== PASSAGE GIVEN

In the First Amendment context, however, this Court recognizes “a second type of facial challenge,” whereby a law may be invalidated as overbroad if “a substantial number of its applications are unconstitutional, judged in relation to the statute’s plainly legitimate sweep.” Washington State Grange v. Washington State Republican Party, 552 U. S. 442, 449, n. 6 (2008) (internal quotation marks omitted). Stevens argues that §48 applies to common depictions of ordinary and lawful activities, and that these depictions constitute the vast majority of materials subject to the statute. Brief for Respondent 22–25. The Government makes no effort to defend such a broad ban as constitutional. Instead, the Government’s entire defense of §48 rests on interpreting the statute as narrowly limited to specific types of “extreme” material. Brief for United States 8. As the parties have presented the issue, therefore, the constitutionality of §48 hinges on how broadly it is construed. It is to that question that we now turn.[Footnote 3]
As we explained two Terms ago, “[t]he first step in overbreadth analysis is to construe the challenged statute; it is impossible to determine whether a statute reaches too far without first knowing what the statute covers.” United States v. Williams, 553 U. S. 285, 293 (2008). Because §48 is a federal statute, there is no need to defer to a state court’s authority to interpret its own law.
We read §48 to create a criminal prohibition of alarming breadth. To begin with, the text of the statute’s ban on a “depiction of animal cruelty” nowhere requires that the depicted conduct be cruel. That text applies to “any … depiction” in which “a living animal is intentionally maimed, mutilated, tortured, wounded, or killed.” §48(c)(1). “[M]aimed, mutilated, [and] tortured” convey cruelty, but “wounded” or “killed” do not suggest any such limitation.
The Government contends that the terms in the definition should be read to require the additional element of “accompanying acts of cruelty.” Reply Brief 6; see also Tr. of Oral Arg. 17–19. (The dissent hinges on the same assumption. See post, at 6, 9.) The Government bases this argument on the definiendum, “depiction of animal cruelty,” cf. Leocal v. Ashcroft, 543 U. S. 1, 11 (2004), and on “ ‘the commonsense canon of noscitur a sociis.’ ” Reply Brief 7 (quoting Williams, 553 U. S., at 294). As that canon recognizes, an ambiguous term may be “given more precise content by the neighboring words with which it is associated.” Ibid. Likewise, an unclear definitional phrase may take meaning from the term to be defined, see Leocal, supra, at 11 (interpreting a “ ‘substantial risk’ ” of the “us[e]” of “physical force” as part of the definition of “ ‘crime of violence’ ”).

====
== RECORD EXTRACTS

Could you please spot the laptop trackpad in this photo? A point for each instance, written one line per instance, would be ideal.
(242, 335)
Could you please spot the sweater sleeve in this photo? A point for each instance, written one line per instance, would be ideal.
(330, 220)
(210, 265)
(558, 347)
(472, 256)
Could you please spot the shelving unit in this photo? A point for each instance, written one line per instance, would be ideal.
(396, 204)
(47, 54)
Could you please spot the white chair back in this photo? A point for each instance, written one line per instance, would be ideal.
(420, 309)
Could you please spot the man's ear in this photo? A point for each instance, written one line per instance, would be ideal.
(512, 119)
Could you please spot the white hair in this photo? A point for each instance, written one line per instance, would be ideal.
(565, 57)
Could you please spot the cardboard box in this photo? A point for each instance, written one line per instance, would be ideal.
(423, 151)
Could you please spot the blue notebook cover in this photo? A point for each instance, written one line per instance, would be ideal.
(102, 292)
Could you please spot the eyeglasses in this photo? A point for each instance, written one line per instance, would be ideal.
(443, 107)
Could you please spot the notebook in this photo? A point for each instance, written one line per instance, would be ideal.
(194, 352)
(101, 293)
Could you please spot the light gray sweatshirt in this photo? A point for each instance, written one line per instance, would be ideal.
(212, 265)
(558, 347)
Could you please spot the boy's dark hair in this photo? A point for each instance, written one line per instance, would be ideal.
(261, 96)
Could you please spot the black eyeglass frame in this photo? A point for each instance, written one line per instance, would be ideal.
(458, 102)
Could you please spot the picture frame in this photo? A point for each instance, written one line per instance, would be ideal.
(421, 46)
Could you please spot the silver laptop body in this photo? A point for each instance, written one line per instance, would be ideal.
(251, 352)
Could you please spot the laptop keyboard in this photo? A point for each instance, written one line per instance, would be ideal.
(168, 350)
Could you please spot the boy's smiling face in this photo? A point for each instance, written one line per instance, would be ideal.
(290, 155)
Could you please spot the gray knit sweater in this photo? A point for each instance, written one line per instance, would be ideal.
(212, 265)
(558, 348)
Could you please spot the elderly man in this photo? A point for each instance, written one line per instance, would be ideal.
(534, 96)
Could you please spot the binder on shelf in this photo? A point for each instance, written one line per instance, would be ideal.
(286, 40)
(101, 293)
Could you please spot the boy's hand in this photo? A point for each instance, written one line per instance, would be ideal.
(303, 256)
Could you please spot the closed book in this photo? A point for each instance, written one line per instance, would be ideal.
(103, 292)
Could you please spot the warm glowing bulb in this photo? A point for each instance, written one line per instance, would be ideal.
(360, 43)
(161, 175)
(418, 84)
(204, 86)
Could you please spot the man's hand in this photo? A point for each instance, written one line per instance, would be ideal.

====

- **WRITTEN EXERCISE 1**
Answer these questions from the opinion excerpt:
(a) Which decision does the Court quote for the statement that the first step in overbreadth analysis is to construe the challenged statute?
(b) Which two words in §48(c)(1) does the Court say do not suggest a limitation to cruelty?
(c) What additional element does the Government argue the terms in the definition should be read to require?
- **WRITTEN EXERCISE 2**
Reproduce the stretch of the opinion excerpt from "We read §48" through "any such limitation.".
- **WRITTEN EXERCISE 3**
List every court decision cited by case name in the opinion excerpt.

- **SOLUTION 1**
(a) United States v. Williams, 553 U. S. 285, 293 (2008)
(b) "wounded" and "killed"
(c) "accompanying acts of cruelty"

- **SOLUTION 2**
We read §48 to create a criminal prohibition of alarming breadth. To begin with, the text of the statute’s ban on a “depiction of animal cruelty” nowhere requires that the depicted conduct be cruel. That text applies to “any … depiction” in which “a living animal is intentionally maimed, mutilated, tortured, wounded, or killed.” §48(c)(1). “[M]aimed, mutilated, [and] tortured” convey cruelty, but “wounded” or “killed” do not suggest any such limitation.

- **SOLUTION 3**
Washington State Grange v. Washington State Republican Party
United States v. Williams
Leocal v. Ashcroft